*** FONTE

Semi-poesia acerca da comunidade

por Luiz Alberto Mendes

Comunidade

 

Aqui no bairro o principal é a família. Subindo de minha casa para frente, cada uma das casas da rua tem mais de cinco crianças.

Os filhos são a riqueza dos pobres.

As pessoas em condições de vida melhor (e ninguém tem culpa disso) e, portanto de entendimento mais abrangente do mundo e da vida, às vezes, não querem compreender.

Procuramos racionalizar a questão: se ter muitos filhos é motivo da miséria das famílias, como “riquezas”?

É o caso do povo da rua. Eles bebem. E bebem até desmaiarem de tão alcoolizados.

Diríamos, raciocinando linearmente, que se deixasse de beber, mudaria de vida.

Mas estamos insensíveis para perceber que quem vive nas ruas, sujeito à fome, frio, humilhações extremas, depredações e até ser queimado vivo por algum bando de boys vândalos, precisa estar bêbado o maior tempo possível para poder suportar.

Não há como suportar conscientemente.

******
*** DADOS FORNECIDOS

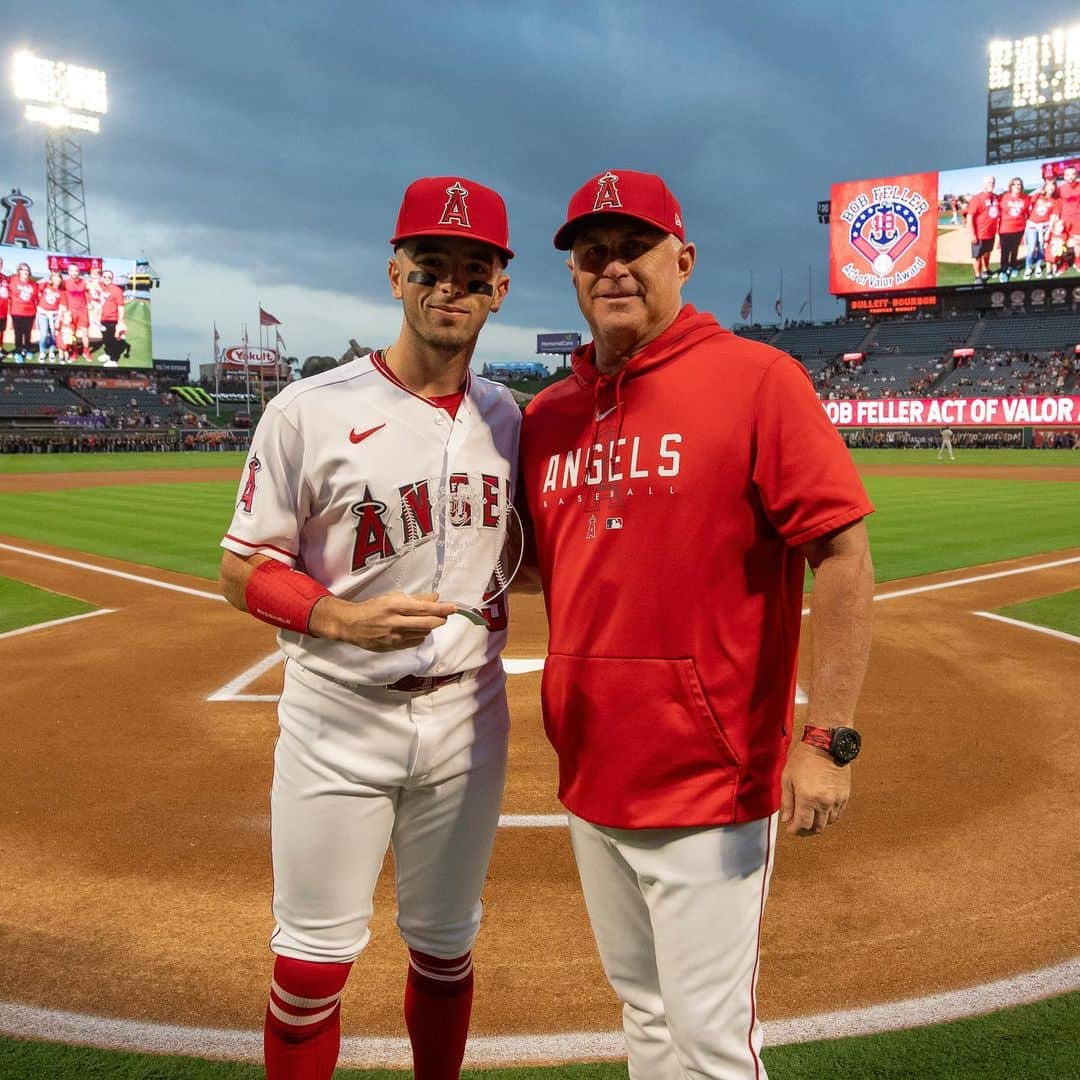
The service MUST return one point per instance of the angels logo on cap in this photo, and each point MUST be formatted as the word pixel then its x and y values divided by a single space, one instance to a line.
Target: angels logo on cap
pixel 456 212
pixel 607 198
pixel 454 206
pixel 640 196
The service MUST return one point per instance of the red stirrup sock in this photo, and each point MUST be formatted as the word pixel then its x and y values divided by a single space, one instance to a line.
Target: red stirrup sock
pixel 437 1006
pixel 302 1033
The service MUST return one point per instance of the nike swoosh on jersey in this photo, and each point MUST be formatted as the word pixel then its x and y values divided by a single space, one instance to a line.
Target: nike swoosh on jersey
pixel 355 436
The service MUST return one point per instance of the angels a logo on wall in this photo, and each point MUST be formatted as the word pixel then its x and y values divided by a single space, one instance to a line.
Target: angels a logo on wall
pixel 17 227
pixel 883 230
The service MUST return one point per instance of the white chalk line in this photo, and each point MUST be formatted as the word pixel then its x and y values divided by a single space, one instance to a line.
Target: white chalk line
pixel 231 690
pixel 55 622
pixel 936 586
pixel 1035 628
pixel 31 1022
pixel 370 1052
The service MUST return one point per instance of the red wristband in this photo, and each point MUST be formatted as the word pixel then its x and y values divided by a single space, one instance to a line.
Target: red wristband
pixel 281 596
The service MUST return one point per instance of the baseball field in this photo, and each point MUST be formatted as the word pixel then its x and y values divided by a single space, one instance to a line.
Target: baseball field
pixel 934 933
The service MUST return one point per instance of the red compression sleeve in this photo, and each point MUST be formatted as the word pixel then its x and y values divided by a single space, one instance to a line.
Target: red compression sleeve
pixel 281 596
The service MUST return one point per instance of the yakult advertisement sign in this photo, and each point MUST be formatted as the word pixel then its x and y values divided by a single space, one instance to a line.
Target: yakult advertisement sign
pixel 1043 412
pixel 239 356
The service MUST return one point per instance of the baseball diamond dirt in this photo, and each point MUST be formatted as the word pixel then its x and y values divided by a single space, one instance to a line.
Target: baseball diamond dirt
pixel 134 826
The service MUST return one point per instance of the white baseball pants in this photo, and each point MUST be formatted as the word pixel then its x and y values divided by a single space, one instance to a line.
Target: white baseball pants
pixel 677 919
pixel 355 772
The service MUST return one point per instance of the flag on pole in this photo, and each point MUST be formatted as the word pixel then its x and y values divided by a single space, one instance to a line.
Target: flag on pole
pixel 217 368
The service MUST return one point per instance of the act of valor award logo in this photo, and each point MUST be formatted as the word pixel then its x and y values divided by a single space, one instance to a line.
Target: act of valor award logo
pixel 883 230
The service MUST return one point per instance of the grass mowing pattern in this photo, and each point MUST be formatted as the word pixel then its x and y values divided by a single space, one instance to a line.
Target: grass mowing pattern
pixel 13 463
pixel 1031 1041
pixel 921 525
pixel 27 463
pixel 22 605
pixel 172 526
pixel 1057 612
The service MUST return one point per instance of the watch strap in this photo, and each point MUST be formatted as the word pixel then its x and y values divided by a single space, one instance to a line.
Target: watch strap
pixel 822 738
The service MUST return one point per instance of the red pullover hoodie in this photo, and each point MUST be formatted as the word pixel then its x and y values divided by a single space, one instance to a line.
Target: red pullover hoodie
pixel 667 503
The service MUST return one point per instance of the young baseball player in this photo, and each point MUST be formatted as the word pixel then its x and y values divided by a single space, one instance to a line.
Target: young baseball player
pixel 366 511
pixel 677 485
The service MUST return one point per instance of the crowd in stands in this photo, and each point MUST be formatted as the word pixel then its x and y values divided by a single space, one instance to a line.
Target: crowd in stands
pixel 994 372
pixel 926 440
pixel 43 412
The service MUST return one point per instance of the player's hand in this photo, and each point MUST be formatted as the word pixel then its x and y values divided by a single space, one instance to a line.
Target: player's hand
pixel 383 623
pixel 815 791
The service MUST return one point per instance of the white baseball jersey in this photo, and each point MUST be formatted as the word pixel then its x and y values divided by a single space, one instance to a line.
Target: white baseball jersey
pixel 370 489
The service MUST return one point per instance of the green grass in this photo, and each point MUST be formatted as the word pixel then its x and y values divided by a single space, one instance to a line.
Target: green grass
pixel 22 605
pixel 172 526
pixel 1057 612
pixel 19 463
pixel 1031 1041
pixel 1008 459
pixel 922 526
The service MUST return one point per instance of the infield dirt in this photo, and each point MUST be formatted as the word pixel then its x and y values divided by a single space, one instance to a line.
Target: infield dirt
pixel 134 829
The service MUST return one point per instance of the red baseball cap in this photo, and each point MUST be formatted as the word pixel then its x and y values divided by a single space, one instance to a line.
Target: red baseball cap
pixel 642 196
pixel 454 206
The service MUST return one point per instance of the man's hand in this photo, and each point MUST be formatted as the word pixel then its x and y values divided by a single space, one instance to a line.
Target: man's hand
pixel 815 791
pixel 381 624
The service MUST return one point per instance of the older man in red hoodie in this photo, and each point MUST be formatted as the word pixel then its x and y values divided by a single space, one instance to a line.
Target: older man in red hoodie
pixel 678 483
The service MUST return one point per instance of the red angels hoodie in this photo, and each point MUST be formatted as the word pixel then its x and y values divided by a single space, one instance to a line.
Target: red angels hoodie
pixel 667 503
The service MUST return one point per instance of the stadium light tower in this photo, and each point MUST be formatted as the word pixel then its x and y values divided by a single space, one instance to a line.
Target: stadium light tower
pixel 1033 107
pixel 66 99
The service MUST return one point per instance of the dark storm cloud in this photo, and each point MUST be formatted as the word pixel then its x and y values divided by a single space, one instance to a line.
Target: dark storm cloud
pixel 277 137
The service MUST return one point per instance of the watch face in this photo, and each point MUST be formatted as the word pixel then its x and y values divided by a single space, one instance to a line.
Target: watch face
pixel 846 745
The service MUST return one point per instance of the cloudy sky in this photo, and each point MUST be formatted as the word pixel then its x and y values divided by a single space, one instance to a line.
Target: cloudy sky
pixel 258 151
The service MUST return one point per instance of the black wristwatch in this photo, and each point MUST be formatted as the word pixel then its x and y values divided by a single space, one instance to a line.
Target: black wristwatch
pixel 842 744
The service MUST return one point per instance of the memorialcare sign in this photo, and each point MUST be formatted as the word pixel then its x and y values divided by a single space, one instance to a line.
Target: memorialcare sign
pixel 1047 412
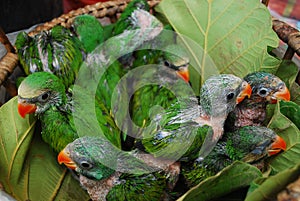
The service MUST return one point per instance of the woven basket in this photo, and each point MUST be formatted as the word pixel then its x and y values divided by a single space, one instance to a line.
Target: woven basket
pixel 111 10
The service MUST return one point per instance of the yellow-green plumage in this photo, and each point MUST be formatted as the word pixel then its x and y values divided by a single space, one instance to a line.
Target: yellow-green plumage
pixel 249 144
pixel 57 51
pixel 55 111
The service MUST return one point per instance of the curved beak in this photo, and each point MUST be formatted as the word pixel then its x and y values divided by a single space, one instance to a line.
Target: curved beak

******

TAREFA PROPOSTA 1 >> Segundo o texto sobre a comunidade, qual é a riqueza dos pobres?
TAREFA PROPOSTA 2 >> Dê continuidade ao texto sobre a comunidade, começando logo após a última frase apresentada.
Os dados são um material à parte, independente do texto.

RESPOSTA 1 >> Os filhos.

RESPOSTA 2 >>
A riqueza que falamos, é que nas crianças os pais, violentados pela dureza de suas vidas, reencontram suas humanidades.

A delicadeza, ternura, carinho, afeto, amor, desprendimento e a força para levantar antes de clarear para a luta de mais um dia.

Não tendo dinheiro ou posses para substituir todas essas necessidades da sensibilidade humana por compras no shopping ou especular sobre o novo carro do ano, então fazem, amam e criam.

Cada uma dessas frágeis casinhas tornou-se lar à custa de muito suor. Foram anos, décadas até, de muita economia e sacrifício para construir.

Cada tijolo tem uma história pra contar.

Assim como o dono do carro novo tem história de muitos carros velhos para contar.

Nessas casas sem reboco, unidos a seus muitos filhos às vezes em uma cama única, essa gente, por incrível pareça, consegue criar momentos de imensa alegria e construir sonhos de felicidades.

Então o espaço é preservado, o respeito mútuo é observado, as crianças são protegidas, as mulheres, principalmente enquanto mães, são ouvidas, os homens são amigos e solidariedade não é uma palavra oca nem vã.

Todos têm tudo o que possuem a perder.

E quando todos têm muito a perder, é o momento histórico e mágico em que as pessoas se percebem comunidade.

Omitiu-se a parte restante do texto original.